In the entries below, return only the line containing "Spot the distant" and those after it, exactly, through the last line.

-- Data shown follows --

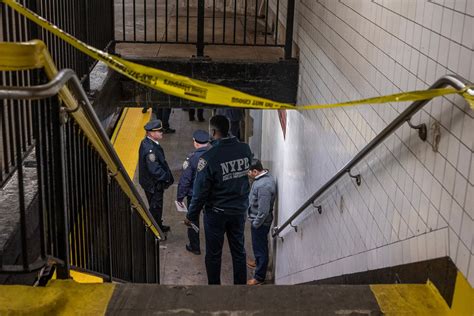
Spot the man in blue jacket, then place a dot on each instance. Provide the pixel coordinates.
(154, 174)
(185, 185)
(261, 200)
(222, 188)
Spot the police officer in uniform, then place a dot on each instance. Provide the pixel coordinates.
(154, 174)
(185, 186)
(222, 188)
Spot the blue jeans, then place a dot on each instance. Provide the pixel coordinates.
(216, 224)
(192, 235)
(260, 250)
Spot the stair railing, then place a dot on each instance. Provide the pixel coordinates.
(91, 216)
(449, 80)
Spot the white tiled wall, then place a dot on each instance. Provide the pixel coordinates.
(414, 204)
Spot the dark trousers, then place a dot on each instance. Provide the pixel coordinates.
(163, 115)
(200, 114)
(192, 235)
(155, 202)
(260, 250)
(216, 224)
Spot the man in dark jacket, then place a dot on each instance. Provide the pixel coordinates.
(260, 212)
(154, 174)
(222, 188)
(185, 186)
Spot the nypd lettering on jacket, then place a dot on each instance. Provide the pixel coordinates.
(235, 168)
(221, 183)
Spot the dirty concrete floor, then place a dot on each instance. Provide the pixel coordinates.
(177, 265)
(179, 28)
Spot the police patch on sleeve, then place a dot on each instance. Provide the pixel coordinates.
(201, 164)
(185, 164)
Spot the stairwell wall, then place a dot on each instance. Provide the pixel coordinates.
(414, 203)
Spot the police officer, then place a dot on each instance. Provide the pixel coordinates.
(185, 186)
(222, 187)
(154, 174)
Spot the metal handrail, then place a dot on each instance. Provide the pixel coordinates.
(52, 88)
(449, 80)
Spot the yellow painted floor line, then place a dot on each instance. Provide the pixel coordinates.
(58, 298)
(410, 299)
(128, 135)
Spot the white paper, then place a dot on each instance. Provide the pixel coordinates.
(181, 207)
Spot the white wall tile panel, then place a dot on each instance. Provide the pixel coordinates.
(414, 204)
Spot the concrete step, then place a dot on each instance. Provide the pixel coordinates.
(144, 299)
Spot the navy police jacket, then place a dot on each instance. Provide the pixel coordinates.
(154, 173)
(185, 185)
(221, 183)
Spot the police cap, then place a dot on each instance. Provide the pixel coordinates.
(153, 125)
(201, 137)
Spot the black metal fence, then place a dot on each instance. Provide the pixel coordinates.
(88, 20)
(205, 22)
(85, 219)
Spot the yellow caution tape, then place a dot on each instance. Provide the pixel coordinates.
(209, 93)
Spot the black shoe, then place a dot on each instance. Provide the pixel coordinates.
(164, 228)
(169, 130)
(196, 252)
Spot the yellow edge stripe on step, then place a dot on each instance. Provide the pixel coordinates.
(128, 137)
(58, 298)
(409, 299)
(200, 91)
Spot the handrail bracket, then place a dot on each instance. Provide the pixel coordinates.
(422, 129)
(355, 176)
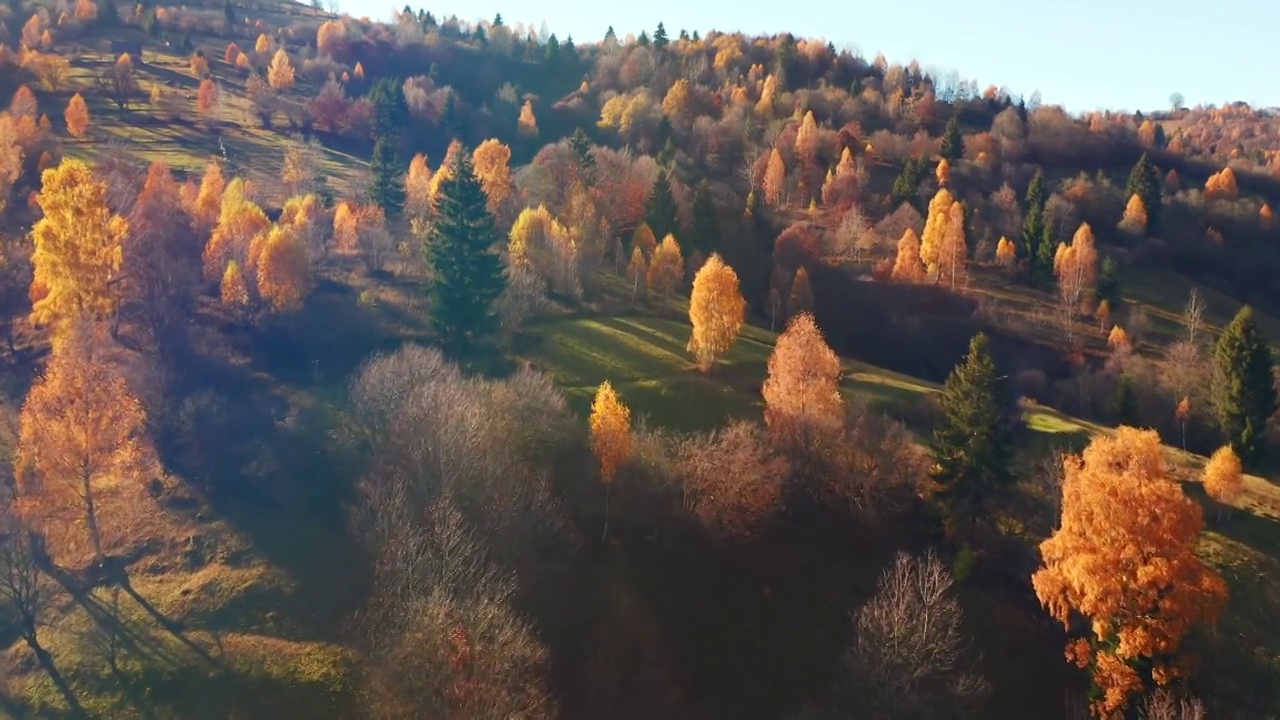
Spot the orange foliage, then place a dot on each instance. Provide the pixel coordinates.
(801, 392)
(908, 267)
(83, 456)
(77, 117)
(716, 311)
(1224, 475)
(1124, 557)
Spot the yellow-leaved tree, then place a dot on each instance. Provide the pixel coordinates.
(492, 163)
(801, 392)
(240, 220)
(611, 438)
(83, 456)
(1124, 559)
(279, 73)
(908, 267)
(283, 269)
(716, 310)
(77, 117)
(78, 247)
(1224, 475)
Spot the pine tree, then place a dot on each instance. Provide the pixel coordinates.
(388, 186)
(1248, 396)
(952, 145)
(661, 212)
(705, 231)
(973, 446)
(466, 269)
(1144, 182)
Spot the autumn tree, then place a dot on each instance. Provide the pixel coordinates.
(716, 311)
(972, 446)
(666, 268)
(952, 256)
(1124, 559)
(240, 220)
(1224, 475)
(1247, 393)
(417, 187)
(467, 273)
(77, 249)
(908, 268)
(1077, 273)
(1134, 220)
(492, 160)
(82, 447)
(611, 438)
(283, 269)
(775, 178)
(77, 117)
(638, 270)
(801, 392)
(528, 123)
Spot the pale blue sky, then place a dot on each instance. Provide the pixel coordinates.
(1083, 54)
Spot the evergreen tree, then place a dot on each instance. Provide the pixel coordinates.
(466, 268)
(906, 186)
(388, 186)
(391, 112)
(1247, 393)
(661, 212)
(659, 37)
(1144, 182)
(581, 146)
(952, 144)
(705, 231)
(973, 446)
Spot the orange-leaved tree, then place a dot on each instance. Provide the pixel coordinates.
(1224, 475)
(1124, 559)
(908, 267)
(801, 392)
(283, 269)
(78, 246)
(611, 438)
(77, 117)
(492, 163)
(716, 311)
(82, 450)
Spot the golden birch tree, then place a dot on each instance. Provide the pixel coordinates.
(1124, 559)
(716, 311)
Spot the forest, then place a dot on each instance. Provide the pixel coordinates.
(444, 368)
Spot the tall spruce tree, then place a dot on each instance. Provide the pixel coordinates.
(388, 185)
(661, 212)
(952, 145)
(461, 250)
(1247, 393)
(1144, 182)
(704, 233)
(973, 445)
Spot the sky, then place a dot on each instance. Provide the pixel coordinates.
(1080, 54)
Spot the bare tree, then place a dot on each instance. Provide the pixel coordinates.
(908, 655)
(1164, 705)
(1193, 315)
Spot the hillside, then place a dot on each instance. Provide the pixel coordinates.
(318, 493)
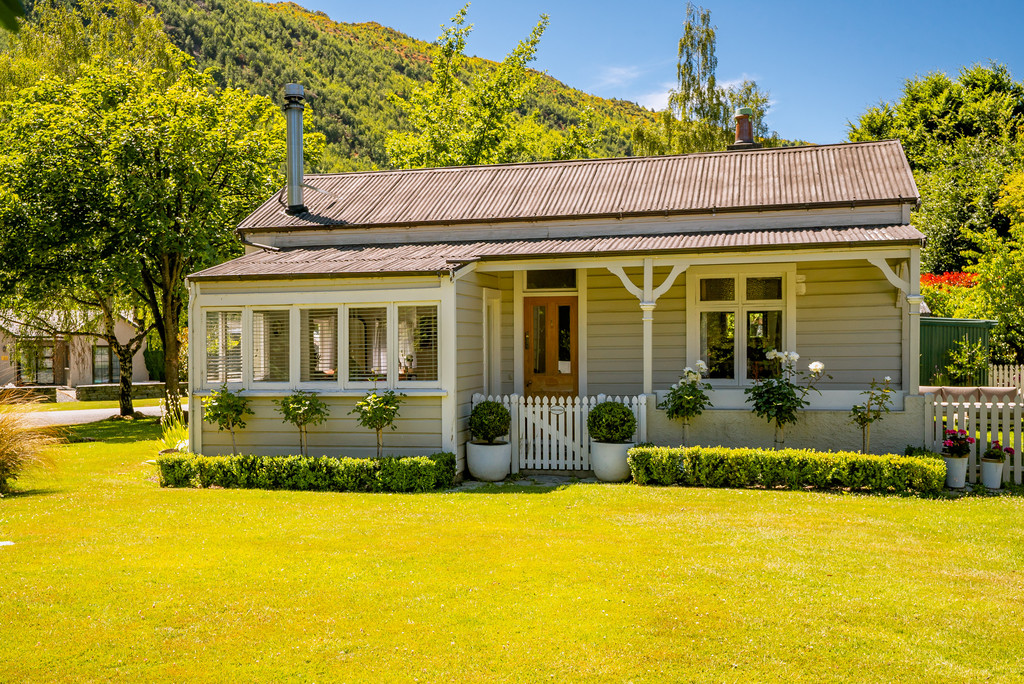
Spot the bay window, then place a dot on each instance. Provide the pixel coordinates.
(349, 346)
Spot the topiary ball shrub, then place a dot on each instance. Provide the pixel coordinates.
(611, 422)
(488, 421)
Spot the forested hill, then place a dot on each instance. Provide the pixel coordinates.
(348, 71)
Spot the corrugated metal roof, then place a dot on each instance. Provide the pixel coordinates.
(773, 178)
(435, 257)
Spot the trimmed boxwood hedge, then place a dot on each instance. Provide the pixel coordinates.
(794, 468)
(420, 473)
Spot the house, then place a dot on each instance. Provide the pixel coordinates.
(32, 356)
(567, 280)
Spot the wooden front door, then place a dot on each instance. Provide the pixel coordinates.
(551, 346)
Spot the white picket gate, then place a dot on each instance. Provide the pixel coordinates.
(1006, 376)
(985, 418)
(550, 433)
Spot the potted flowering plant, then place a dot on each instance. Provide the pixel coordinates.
(955, 449)
(991, 465)
(687, 398)
(610, 425)
(487, 457)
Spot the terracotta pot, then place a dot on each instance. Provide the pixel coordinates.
(991, 473)
(955, 471)
(491, 463)
(608, 460)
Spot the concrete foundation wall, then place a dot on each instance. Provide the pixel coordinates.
(821, 430)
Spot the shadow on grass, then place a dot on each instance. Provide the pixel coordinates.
(36, 492)
(114, 431)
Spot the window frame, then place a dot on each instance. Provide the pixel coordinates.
(342, 384)
(740, 306)
(245, 348)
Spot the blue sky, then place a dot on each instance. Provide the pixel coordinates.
(822, 61)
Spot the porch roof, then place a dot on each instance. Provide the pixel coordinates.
(776, 178)
(419, 259)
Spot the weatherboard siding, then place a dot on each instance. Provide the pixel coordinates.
(848, 319)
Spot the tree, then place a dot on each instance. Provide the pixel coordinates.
(459, 123)
(9, 11)
(160, 175)
(962, 137)
(699, 116)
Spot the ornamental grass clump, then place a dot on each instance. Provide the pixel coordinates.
(23, 445)
(302, 410)
(777, 398)
(877, 404)
(688, 397)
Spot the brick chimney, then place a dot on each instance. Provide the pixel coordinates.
(294, 94)
(744, 130)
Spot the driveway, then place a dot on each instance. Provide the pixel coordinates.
(82, 416)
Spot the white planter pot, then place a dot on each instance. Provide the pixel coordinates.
(491, 463)
(955, 471)
(991, 473)
(608, 461)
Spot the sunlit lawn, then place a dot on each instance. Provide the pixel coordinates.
(112, 578)
(78, 405)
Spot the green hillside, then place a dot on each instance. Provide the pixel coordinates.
(348, 70)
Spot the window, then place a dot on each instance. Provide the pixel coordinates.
(368, 343)
(318, 333)
(223, 346)
(737, 318)
(559, 279)
(418, 343)
(270, 340)
(105, 366)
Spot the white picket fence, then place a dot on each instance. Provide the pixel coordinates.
(550, 433)
(985, 418)
(1006, 376)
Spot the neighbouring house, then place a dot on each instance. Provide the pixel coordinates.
(30, 356)
(567, 280)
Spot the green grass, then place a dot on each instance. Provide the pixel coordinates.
(78, 405)
(112, 578)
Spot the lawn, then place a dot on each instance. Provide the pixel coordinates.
(78, 405)
(112, 578)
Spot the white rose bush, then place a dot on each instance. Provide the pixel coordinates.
(777, 399)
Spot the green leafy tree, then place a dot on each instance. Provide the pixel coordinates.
(878, 403)
(161, 172)
(378, 411)
(227, 410)
(458, 122)
(962, 138)
(699, 116)
(302, 410)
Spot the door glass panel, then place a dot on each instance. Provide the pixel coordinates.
(551, 280)
(764, 288)
(718, 343)
(540, 340)
(564, 339)
(718, 289)
(764, 332)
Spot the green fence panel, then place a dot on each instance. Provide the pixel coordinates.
(939, 337)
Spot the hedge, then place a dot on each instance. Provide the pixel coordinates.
(420, 473)
(794, 468)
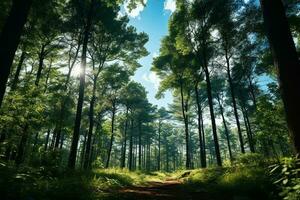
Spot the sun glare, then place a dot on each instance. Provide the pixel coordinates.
(76, 70)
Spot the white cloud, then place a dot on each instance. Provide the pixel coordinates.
(170, 5)
(155, 54)
(135, 12)
(152, 78)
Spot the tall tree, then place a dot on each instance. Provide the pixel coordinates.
(10, 38)
(287, 61)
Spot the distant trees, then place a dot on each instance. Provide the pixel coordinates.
(286, 60)
(67, 67)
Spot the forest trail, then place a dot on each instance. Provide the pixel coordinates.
(165, 190)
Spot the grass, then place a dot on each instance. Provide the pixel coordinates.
(40, 183)
(240, 182)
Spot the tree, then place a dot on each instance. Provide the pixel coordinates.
(286, 60)
(10, 38)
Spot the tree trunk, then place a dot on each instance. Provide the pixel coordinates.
(83, 149)
(225, 127)
(188, 159)
(15, 80)
(22, 145)
(212, 115)
(236, 115)
(47, 140)
(202, 151)
(125, 140)
(112, 133)
(140, 145)
(41, 65)
(130, 147)
(158, 159)
(73, 150)
(252, 92)
(10, 38)
(287, 61)
(91, 126)
(248, 129)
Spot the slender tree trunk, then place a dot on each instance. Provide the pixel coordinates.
(41, 65)
(36, 138)
(83, 149)
(248, 129)
(91, 126)
(212, 115)
(252, 92)
(188, 159)
(202, 151)
(22, 145)
(140, 145)
(125, 140)
(75, 138)
(112, 133)
(130, 147)
(250, 132)
(159, 133)
(10, 38)
(48, 76)
(225, 127)
(236, 115)
(203, 137)
(15, 80)
(287, 61)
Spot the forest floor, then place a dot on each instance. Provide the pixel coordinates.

-- Data shown concluded --

*Answer for this exercise*
Spot the distant trees, then place a dot on each instance. Provide the pixel coordinates.
(286, 60)
(67, 67)
Spot the forest trail, then place a dot on each instance. Provide the pixel coordinates.
(165, 190)
Spot the grass, then place a dot on each instance. Provide the pixel coordinates.
(40, 183)
(240, 182)
Spot the tree, then place a dot on each instance. Provide the pixel coordinates.
(286, 60)
(10, 38)
Spot the tree trunk, then place a dot on each instance. Provide the pixel coordinates.
(83, 149)
(225, 127)
(188, 159)
(15, 80)
(22, 145)
(212, 115)
(236, 115)
(47, 140)
(202, 151)
(125, 140)
(112, 133)
(140, 145)
(41, 65)
(130, 147)
(158, 159)
(73, 150)
(252, 92)
(10, 38)
(287, 61)
(91, 126)
(248, 129)
Spot the slender tree trunk, then place a dot on each instance. Provide the pixel coordinates.
(41, 65)
(36, 138)
(83, 149)
(248, 129)
(91, 126)
(212, 115)
(252, 92)
(188, 159)
(202, 151)
(22, 145)
(140, 145)
(125, 140)
(75, 138)
(112, 133)
(130, 147)
(250, 132)
(159, 133)
(10, 38)
(48, 76)
(225, 127)
(236, 115)
(203, 137)
(15, 80)
(287, 61)
Spot the forest floor, then place a dot on each instance. Provide the pixel coordinates.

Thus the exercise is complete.